● WHAT THIS TASK INVOLVES:
From the listing below, repeat verbatim the part that opens with the line containing "Task: mark the microphone with" and closes with the line containing "[[226, 323], [1135, 334], [512, 130]]", both lines included.

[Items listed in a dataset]
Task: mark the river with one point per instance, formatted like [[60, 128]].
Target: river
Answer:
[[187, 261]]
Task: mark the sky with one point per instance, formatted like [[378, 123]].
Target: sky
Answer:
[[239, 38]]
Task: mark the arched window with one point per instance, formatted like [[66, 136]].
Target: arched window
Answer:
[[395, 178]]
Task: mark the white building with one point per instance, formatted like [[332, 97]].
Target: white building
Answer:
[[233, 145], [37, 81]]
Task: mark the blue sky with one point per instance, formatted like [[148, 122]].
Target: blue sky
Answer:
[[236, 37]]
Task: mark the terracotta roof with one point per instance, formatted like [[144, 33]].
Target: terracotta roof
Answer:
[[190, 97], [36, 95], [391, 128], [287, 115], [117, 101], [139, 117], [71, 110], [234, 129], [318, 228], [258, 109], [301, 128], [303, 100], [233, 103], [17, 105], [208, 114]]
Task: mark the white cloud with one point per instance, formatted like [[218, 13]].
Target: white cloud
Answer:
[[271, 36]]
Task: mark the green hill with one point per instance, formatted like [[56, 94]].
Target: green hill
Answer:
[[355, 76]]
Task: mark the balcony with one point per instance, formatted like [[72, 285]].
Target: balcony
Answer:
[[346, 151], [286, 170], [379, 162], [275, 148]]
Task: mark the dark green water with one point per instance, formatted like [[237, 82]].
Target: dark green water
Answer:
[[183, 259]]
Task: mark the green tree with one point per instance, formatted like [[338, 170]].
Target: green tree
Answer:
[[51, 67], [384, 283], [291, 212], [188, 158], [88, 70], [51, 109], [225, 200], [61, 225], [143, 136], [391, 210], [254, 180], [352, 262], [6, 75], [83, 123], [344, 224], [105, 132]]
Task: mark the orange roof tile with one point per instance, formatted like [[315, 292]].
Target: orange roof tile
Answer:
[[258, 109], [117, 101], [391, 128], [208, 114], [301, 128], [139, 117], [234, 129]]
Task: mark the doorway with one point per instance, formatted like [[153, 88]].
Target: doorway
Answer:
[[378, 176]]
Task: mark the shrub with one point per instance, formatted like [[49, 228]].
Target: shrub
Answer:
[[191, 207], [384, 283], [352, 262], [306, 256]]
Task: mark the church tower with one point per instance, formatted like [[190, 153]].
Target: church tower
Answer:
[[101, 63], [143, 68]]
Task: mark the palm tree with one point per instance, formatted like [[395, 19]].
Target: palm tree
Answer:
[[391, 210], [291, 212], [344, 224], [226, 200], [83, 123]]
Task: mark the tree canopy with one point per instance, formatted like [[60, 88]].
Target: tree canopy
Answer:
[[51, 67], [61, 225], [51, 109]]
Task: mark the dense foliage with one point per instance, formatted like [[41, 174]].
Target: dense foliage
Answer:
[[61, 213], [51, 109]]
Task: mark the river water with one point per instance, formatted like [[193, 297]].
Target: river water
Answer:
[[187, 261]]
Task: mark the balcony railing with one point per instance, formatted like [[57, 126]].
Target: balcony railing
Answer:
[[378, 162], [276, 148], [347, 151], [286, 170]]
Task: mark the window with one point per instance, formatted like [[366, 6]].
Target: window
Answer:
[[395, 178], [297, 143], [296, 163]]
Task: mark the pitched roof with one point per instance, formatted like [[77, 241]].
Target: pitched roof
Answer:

==

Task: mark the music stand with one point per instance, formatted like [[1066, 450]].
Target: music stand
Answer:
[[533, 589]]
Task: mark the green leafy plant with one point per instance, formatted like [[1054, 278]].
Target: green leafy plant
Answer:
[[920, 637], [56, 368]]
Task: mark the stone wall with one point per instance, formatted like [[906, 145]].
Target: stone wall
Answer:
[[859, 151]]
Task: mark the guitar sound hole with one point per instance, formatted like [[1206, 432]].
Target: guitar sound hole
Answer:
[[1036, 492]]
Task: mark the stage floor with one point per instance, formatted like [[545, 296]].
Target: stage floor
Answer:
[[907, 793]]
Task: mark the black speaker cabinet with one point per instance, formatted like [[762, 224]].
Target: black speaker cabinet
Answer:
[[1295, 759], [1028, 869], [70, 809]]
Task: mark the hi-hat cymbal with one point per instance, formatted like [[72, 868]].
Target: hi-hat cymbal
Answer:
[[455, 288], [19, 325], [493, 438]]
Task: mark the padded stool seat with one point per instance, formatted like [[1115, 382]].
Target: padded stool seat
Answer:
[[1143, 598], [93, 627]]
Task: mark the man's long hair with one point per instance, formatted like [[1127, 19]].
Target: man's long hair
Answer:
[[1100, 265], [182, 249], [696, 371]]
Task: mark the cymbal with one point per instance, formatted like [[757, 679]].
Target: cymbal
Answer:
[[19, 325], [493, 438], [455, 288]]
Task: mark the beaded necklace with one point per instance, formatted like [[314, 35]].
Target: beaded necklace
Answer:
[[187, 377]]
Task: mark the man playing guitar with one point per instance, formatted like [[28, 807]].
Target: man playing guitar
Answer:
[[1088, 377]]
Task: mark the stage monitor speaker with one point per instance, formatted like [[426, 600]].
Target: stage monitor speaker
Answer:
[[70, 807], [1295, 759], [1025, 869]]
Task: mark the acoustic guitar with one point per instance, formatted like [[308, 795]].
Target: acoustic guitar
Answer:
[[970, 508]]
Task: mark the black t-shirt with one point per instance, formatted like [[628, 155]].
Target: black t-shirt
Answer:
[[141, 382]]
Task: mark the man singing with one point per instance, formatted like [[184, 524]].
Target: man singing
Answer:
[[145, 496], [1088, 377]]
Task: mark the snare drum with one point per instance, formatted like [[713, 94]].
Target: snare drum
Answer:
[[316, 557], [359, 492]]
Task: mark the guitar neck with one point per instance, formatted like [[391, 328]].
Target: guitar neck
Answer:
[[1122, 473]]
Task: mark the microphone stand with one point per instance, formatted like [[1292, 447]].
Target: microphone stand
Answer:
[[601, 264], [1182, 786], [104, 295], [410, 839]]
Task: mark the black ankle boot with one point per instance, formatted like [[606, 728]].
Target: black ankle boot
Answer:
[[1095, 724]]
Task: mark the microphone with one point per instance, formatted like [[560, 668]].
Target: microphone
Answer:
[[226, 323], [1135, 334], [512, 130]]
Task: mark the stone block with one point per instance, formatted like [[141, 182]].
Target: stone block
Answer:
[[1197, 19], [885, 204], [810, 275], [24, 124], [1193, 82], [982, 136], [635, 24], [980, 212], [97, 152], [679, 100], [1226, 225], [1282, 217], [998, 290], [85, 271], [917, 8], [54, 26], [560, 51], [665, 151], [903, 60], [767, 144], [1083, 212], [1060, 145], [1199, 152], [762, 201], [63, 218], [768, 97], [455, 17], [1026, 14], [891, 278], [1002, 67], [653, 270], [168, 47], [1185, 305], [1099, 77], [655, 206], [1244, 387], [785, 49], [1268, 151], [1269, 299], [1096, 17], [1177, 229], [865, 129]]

* * *

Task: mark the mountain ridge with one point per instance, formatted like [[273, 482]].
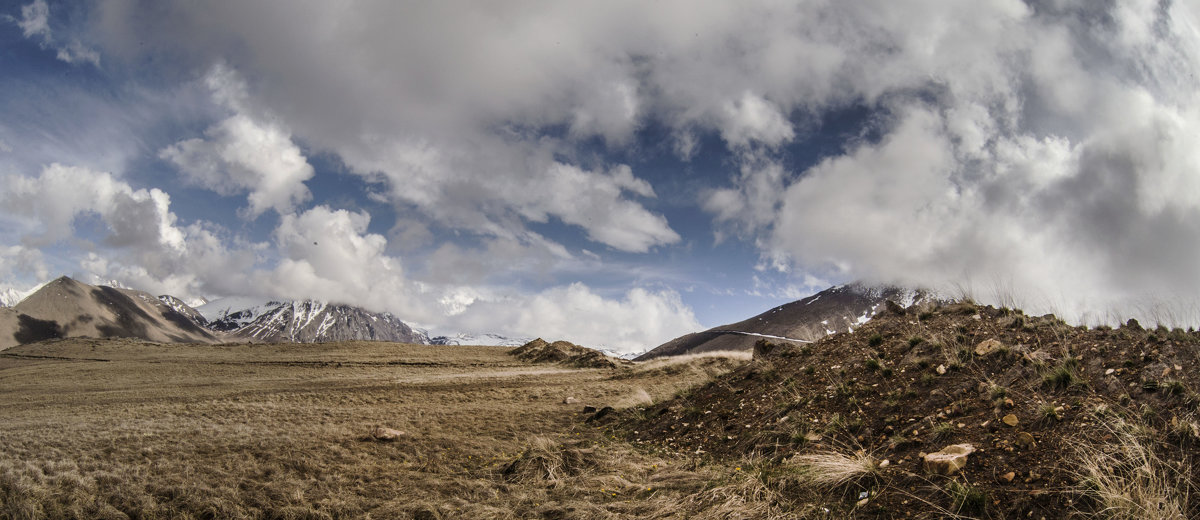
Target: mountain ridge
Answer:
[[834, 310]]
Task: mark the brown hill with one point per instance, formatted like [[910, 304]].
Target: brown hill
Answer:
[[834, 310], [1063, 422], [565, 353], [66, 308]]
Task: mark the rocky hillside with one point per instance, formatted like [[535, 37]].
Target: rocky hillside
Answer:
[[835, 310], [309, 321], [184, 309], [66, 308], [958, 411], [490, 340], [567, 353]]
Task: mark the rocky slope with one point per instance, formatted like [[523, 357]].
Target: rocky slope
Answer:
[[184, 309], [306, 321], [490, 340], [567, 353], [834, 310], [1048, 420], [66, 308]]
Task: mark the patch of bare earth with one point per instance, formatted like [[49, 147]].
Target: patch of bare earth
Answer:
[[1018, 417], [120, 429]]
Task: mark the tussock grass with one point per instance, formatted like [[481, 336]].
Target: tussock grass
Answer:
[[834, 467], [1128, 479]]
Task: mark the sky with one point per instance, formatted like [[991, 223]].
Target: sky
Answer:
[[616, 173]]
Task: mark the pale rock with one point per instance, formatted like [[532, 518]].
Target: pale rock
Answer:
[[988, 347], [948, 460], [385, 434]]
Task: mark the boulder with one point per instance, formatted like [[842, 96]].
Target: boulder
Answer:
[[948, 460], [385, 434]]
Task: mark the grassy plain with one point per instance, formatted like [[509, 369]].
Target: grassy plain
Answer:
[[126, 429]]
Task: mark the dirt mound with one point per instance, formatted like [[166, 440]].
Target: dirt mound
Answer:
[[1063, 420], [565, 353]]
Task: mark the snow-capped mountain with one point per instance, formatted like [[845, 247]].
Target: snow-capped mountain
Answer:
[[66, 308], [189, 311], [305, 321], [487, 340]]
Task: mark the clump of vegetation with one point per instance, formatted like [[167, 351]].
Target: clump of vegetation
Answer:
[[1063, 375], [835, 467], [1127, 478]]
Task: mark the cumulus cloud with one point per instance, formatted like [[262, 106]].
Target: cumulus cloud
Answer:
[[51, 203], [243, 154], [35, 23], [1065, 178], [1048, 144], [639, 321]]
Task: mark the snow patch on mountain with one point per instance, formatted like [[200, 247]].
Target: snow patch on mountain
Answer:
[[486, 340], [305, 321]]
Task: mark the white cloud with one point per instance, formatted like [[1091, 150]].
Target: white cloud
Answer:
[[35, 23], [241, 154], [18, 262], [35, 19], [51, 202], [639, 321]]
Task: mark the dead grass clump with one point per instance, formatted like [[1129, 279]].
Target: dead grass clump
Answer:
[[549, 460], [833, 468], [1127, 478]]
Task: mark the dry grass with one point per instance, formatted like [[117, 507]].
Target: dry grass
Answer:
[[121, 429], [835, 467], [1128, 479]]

● ANSWER TO THE EXERCISE:
Task: mark the microphone with one point per instance, formatted like [[560, 668]].
Target: microphone
Answer:
[[226, 323], [1135, 334], [512, 130]]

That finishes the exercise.